# Stated goal 1
Answer these questions using the text on the Erie:
(a) Who met a group of Erie near Niagara Falls in 1615?
(b) In what year did the Erie and Neutrals withdraw their protection from the Wenro?
(c) According to the Iroquois, what did the Erie frequently use in war?

With French contact limited to one brief meeting, very little is known for certain about the Erie except they were important, and they were there. The Dutch and Swedes also heard about them through their trade with the Susquehannock, but never actually met the Erie. All information about their social and political organization has come from early Jesuit accounts of what they had been told by the Huron. Although questionable because of the lack of first-hand observation, this information seems reasonable enough. The Erie had a large population, several divisions and lived in permanent, stockaded towns. Like other Iroquian peoples in the area, they were an agricultural people. They were traditional enemies of the Iroquois, and there had been many wars between them before the Europeans. The Iroquois, who always mentioned the Erie were great warriors, have verified the long-term hostility, and also add that the Erie frequently used poisoned arrows in war.
In 1615 Étienne Brulé met a group of Erie near Niagara Falls. So far as is known, this was their only encounter with Europeans. At the time the Erie were members of a three-way alliance(Neutrals and Wenro) against the Iroquois. Although it is is not known for certain, it is quite possible some of the Erie were allied with the Susquehannock and supported their wars with Iroquois. In any event, the Erie often traded with the Susquehannock and received European goods from them at an early date. It also appears that the Susquehannock were very careful to insure the Erie did not get any firearms and only a limited supply of metal weapons. Huron and Neutral traders apparently took similar precautions.
The Erie needed beaver for this trade and probably encroached on other tribal territories to get it. The result was a war with an unknown Algonquin enemy in 1635 that forced the Erie to abandon some of their western villages. In 1639 the Erie and Neutrals withdrew their protection from the Wenro leaving them to fend for themselves. The Iroquois attacked, and the Wenro were quickly defeated. Most fled to the Huron and Neutrals, although one Wenro group remained east of the Niagara River and resisted until 1643. The alliance between the Erie and Neutrals continued until 1648, when it ended after the Erie failed to support the Neutrals during a short war with the Iroquois. The failure
of this alliance occurred just as the war between the Huron Confederacy and Iroquois League was reaching its final stage, and its timing could hardly have been worse. Huronia was overrun in the winter of 1648-49; the Tionontati met the same fate later that year; and in 1650 the Iroquois turned on the Neutrals. Defeated by 1651, large numbers of
Neutral and Huron (several thousand) escaped and fled to the Erie. The Erie accepted these refugees but did not treat them well. Apparently, there were still bad feelings from the break-up of the past alliance. They were allowed to stay in the Erie villages but only in a condition of subjugation.

# Exercise materials
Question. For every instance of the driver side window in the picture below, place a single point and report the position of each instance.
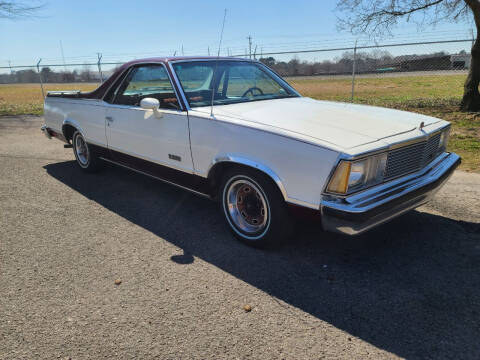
(147, 81)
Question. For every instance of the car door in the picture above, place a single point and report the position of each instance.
(136, 135)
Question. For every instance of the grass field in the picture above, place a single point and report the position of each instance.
(437, 96)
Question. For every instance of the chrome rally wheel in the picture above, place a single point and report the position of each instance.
(246, 207)
(86, 157)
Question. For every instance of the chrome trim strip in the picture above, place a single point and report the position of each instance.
(185, 170)
(180, 88)
(157, 178)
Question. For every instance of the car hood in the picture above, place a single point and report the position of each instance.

# Stated goal 2
Rewrite the entries as a JSON list of strings, one per line and leaving out blank lines, covering only the stretch from the line that contains "Question. For every instance of the chrome trim" through the end of the entries.

# Correct answer 1
(a) Étienne Brulé
(b) 1639
(c) Poisoned arrows

# Correct answer 2
[
  "Question. For every instance of the chrome trim strip in the picture above, place a single point and report the position of each instance.",
  "(185, 170)",
  "(180, 88)",
  "(157, 178)",
  "Question. For every instance of the car hood in the picture above, place a single point and report the position of each instance."
]